Return the exact lines spanning from the line with "point: player's knee" through the last line of the entries, boundaries included, and no others.

_Records shown:_
↓↓↓

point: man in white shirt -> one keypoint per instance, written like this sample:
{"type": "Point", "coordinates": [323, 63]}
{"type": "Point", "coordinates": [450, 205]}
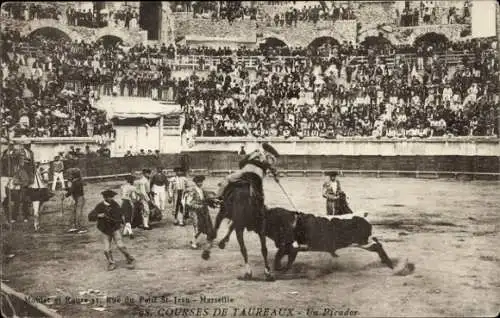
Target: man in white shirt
{"type": "Point", "coordinates": [178, 185]}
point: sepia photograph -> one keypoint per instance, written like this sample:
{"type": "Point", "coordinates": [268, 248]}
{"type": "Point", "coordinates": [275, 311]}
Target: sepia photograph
{"type": "Point", "coordinates": [250, 159]}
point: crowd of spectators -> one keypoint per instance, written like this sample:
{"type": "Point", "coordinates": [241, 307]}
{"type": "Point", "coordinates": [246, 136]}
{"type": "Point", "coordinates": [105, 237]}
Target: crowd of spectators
{"type": "Point", "coordinates": [292, 15]}
{"type": "Point", "coordinates": [216, 10]}
{"type": "Point", "coordinates": [127, 18]}
{"type": "Point", "coordinates": [36, 101]}
{"type": "Point", "coordinates": [51, 92]}
{"type": "Point", "coordinates": [30, 11]}
{"type": "Point", "coordinates": [407, 98]}
{"type": "Point", "coordinates": [425, 14]}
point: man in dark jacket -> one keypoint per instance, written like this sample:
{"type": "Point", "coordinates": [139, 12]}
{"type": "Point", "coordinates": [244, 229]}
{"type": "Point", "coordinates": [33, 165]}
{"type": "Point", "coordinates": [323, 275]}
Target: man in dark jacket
{"type": "Point", "coordinates": [76, 192]}
{"type": "Point", "coordinates": [109, 219]}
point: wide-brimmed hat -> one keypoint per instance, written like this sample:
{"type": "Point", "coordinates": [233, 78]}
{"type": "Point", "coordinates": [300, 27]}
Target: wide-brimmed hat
{"type": "Point", "coordinates": [198, 178]}
{"type": "Point", "coordinates": [332, 173]}
{"type": "Point", "coordinates": [268, 148]}
{"type": "Point", "coordinates": [108, 193]}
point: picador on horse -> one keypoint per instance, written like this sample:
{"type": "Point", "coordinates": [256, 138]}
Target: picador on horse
{"type": "Point", "coordinates": [242, 199]}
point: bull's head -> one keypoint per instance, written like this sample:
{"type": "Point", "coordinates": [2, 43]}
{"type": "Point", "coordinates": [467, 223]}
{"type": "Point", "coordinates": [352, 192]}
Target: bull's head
{"type": "Point", "coordinates": [361, 230]}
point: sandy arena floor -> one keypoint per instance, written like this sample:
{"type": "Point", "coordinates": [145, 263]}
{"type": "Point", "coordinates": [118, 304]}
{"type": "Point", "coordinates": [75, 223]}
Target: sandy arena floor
{"type": "Point", "coordinates": [449, 229]}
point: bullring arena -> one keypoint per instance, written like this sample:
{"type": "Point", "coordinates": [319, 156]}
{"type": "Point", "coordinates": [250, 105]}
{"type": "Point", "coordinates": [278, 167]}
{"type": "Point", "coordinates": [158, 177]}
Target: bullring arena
{"type": "Point", "coordinates": [447, 228]}
{"type": "Point", "coordinates": [397, 99]}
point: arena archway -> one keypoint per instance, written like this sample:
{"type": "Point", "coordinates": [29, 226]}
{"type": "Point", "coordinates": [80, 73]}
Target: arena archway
{"type": "Point", "coordinates": [150, 18]}
{"type": "Point", "coordinates": [48, 33]}
{"type": "Point", "coordinates": [110, 40]}
{"type": "Point", "coordinates": [431, 39]}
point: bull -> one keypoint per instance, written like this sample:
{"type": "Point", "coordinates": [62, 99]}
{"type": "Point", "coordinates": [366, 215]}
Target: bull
{"type": "Point", "coordinates": [293, 232]}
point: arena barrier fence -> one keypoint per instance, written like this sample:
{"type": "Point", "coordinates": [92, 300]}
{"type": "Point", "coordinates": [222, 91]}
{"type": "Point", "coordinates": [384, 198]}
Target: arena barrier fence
{"type": "Point", "coordinates": [222, 163]}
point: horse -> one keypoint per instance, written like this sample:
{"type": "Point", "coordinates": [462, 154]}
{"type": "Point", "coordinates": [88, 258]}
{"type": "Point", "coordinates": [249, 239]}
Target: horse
{"type": "Point", "coordinates": [243, 204]}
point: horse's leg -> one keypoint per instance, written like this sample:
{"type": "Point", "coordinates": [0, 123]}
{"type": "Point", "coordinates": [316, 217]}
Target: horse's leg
{"type": "Point", "coordinates": [218, 220]}
{"type": "Point", "coordinates": [225, 239]}
{"type": "Point", "coordinates": [243, 250]}
{"type": "Point", "coordinates": [36, 214]}
{"type": "Point", "coordinates": [263, 248]}
{"type": "Point", "coordinates": [376, 247]}
{"type": "Point", "coordinates": [278, 257]}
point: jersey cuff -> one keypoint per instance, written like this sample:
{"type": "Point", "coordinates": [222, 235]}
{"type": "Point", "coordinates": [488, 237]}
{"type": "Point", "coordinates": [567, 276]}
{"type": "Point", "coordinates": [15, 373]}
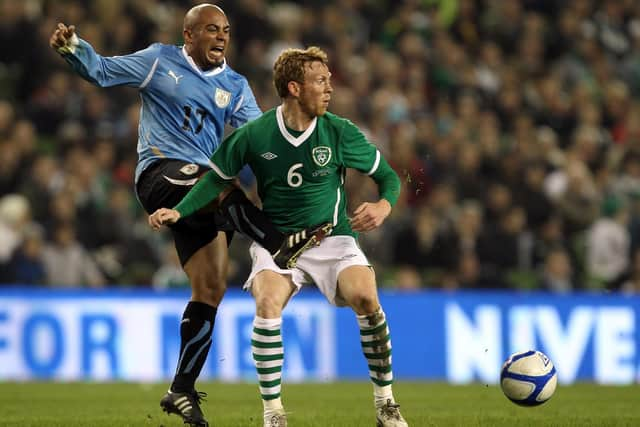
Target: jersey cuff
{"type": "Point", "coordinates": [70, 46]}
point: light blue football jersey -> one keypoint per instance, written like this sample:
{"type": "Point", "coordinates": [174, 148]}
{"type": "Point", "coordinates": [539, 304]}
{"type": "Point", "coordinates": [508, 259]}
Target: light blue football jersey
{"type": "Point", "coordinates": [184, 110]}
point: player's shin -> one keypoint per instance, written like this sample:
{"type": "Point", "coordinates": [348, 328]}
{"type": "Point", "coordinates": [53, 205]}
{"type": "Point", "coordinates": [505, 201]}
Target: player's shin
{"type": "Point", "coordinates": [196, 328]}
{"type": "Point", "coordinates": [376, 346]}
{"type": "Point", "coordinates": [268, 355]}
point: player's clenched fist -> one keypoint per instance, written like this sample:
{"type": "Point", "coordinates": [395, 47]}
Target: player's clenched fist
{"type": "Point", "coordinates": [163, 216]}
{"type": "Point", "coordinates": [61, 36]}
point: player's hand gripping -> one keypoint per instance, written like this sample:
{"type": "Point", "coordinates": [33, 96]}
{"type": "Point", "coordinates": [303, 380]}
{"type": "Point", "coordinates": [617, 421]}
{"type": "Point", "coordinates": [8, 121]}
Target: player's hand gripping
{"type": "Point", "coordinates": [62, 36]}
{"type": "Point", "coordinates": [369, 216]}
{"type": "Point", "coordinates": [163, 216]}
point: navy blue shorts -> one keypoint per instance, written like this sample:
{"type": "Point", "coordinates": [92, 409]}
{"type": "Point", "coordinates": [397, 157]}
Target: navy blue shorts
{"type": "Point", "coordinates": [162, 185]}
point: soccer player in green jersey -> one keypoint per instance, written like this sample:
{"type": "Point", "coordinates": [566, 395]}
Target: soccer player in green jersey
{"type": "Point", "coordinates": [299, 153]}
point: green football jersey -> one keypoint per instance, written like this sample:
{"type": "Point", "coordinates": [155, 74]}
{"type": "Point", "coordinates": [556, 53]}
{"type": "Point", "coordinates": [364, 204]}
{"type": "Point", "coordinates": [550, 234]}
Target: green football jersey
{"type": "Point", "coordinates": [300, 175]}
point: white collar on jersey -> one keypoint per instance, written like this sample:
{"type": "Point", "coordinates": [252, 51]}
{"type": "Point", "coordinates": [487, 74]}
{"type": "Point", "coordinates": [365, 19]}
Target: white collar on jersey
{"type": "Point", "coordinates": [296, 142]}
{"type": "Point", "coordinates": [213, 72]}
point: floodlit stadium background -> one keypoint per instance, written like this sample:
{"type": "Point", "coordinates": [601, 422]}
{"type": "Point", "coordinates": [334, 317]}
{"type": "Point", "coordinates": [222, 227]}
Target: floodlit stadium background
{"type": "Point", "coordinates": [514, 125]}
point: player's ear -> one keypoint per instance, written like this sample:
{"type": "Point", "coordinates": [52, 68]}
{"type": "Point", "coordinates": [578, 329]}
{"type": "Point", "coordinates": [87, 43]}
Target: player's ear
{"type": "Point", "coordinates": [186, 34]}
{"type": "Point", "coordinates": [294, 88]}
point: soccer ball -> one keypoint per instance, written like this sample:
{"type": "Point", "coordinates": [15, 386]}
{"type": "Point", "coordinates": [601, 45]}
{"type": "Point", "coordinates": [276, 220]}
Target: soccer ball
{"type": "Point", "coordinates": [528, 378]}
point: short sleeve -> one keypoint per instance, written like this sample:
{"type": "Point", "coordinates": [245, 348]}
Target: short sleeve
{"type": "Point", "coordinates": [357, 152]}
{"type": "Point", "coordinates": [246, 108]}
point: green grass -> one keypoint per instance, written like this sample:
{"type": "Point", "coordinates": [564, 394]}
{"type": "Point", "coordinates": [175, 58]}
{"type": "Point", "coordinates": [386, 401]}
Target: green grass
{"type": "Point", "coordinates": [326, 405]}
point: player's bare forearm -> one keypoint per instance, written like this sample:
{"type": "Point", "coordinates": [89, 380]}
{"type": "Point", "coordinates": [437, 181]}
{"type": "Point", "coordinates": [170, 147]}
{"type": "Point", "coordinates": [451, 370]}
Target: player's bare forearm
{"type": "Point", "coordinates": [163, 216]}
{"type": "Point", "coordinates": [61, 36]}
{"type": "Point", "coordinates": [369, 216]}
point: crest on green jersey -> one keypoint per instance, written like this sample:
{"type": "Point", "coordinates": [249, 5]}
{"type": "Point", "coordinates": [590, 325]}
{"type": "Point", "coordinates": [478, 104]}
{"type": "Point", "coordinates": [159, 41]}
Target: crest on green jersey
{"type": "Point", "coordinates": [222, 97]}
{"type": "Point", "coordinates": [321, 155]}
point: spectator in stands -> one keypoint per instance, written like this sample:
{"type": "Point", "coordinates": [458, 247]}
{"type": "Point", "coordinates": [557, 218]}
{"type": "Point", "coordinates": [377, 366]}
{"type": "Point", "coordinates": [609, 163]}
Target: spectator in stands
{"type": "Point", "coordinates": [557, 274]}
{"type": "Point", "coordinates": [67, 263]}
{"type": "Point", "coordinates": [608, 244]}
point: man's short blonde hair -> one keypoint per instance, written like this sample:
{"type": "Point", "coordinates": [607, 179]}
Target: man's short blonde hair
{"type": "Point", "coordinates": [290, 66]}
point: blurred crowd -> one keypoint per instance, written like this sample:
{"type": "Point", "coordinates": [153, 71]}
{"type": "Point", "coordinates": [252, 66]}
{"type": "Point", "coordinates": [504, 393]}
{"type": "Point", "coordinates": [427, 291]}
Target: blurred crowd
{"type": "Point", "coordinates": [514, 126]}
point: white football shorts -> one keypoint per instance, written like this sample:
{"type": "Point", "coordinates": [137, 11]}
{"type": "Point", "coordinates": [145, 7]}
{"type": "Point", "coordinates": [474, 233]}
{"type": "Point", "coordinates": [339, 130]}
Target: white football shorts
{"type": "Point", "coordinates": [320, 265]}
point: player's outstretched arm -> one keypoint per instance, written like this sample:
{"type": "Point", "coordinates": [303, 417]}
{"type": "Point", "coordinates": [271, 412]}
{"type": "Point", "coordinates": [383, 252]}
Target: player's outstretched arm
{"type": "Point", "coordinates": [163, 216]}
{"type": "Point", "coordinates": [105, 71]}
{"type": "Point", "coordinates": [62, 38]}
{"type": "Point", "coordinates": [369, 216]}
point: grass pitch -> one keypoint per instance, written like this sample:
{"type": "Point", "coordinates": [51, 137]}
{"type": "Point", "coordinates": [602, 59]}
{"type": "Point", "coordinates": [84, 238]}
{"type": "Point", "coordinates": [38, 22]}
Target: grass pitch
{"type": "Point", "coordinates": [327, 405]}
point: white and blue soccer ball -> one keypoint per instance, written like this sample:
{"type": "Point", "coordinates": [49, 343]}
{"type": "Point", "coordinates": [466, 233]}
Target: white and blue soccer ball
{"type": "Point", "coordinates": [528, 378]}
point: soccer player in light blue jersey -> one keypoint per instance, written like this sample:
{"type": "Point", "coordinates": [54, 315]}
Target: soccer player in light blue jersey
{"type": "Point", "coordinates": [188, 93]}
{"type": "Point", "coordinates": [299, 153]}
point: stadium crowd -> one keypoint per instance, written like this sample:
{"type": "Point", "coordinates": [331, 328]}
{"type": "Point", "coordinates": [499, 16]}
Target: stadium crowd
{"type": "Point", "coordinates": [515, 126]}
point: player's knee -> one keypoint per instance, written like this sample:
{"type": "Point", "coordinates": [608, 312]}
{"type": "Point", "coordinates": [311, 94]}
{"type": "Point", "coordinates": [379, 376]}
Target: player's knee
{"type": "Point", "coordinates": [364, 302]}
{"type": "Point", "coordinates": [268, 306]}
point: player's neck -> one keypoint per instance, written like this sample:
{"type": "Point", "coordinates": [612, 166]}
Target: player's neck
{"type": "Point", "coordinates": [294, 117]}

↑↑↑

_Task result:_
point: player's knee -> one keypoint per instance, written like this sample:
{"type": "Point", "coordinates": [608, 312]}
{"type": "Point", "coordinates": [311, 94]}
{"type": "Point", "coordinates": [379, 376]}
Target: player's knee
{"type": "Point", "coordinates": [364, 302]}
{"type": "Point", "coordinates": [268, 306]}
point: player's neck -> one keypoint per instance, written like this sample:
{"type": "Point", "coordinates": [612, 166]}
Target: player's neck
{"type": "Point", "coordinates": [294, 117]}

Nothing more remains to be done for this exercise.